Present every line of the entries below as a Markdown table with the columns Row and Line, numbering each row and skipping blank lines. Leave the pictures out of your answer.

== == ==

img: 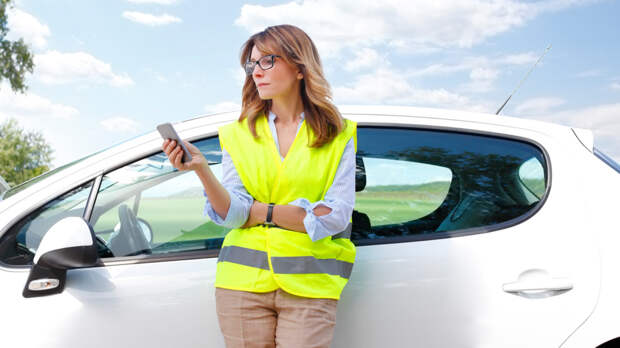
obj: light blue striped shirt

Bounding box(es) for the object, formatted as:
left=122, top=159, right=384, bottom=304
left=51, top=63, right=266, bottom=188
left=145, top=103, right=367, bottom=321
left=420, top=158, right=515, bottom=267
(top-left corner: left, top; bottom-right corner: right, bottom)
left=203, top=112, right=355, bottom=241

== == ==

- **Reply to the exercise**
| Row | Line |
|---|---|
| 1 | img:  |
| 2 | obj: light blue striped shirt |
| 3 | Bounding box(es) for the object, formatted as: |
| 4 | left=122, top=159, right=384, bottom=304 |
| 5 | left=51, top=63, right=266, bottom=188 |
| 6 | left=145, top=103, right=367, bottom=321 |
| 7 | left=420, top=158, right=515, bottom=267 |
| 8 | (top-left corner: left, top; bottom-right corner: right, bottom) |
| 9 | left=203, top=112, right=355, bottom=241 |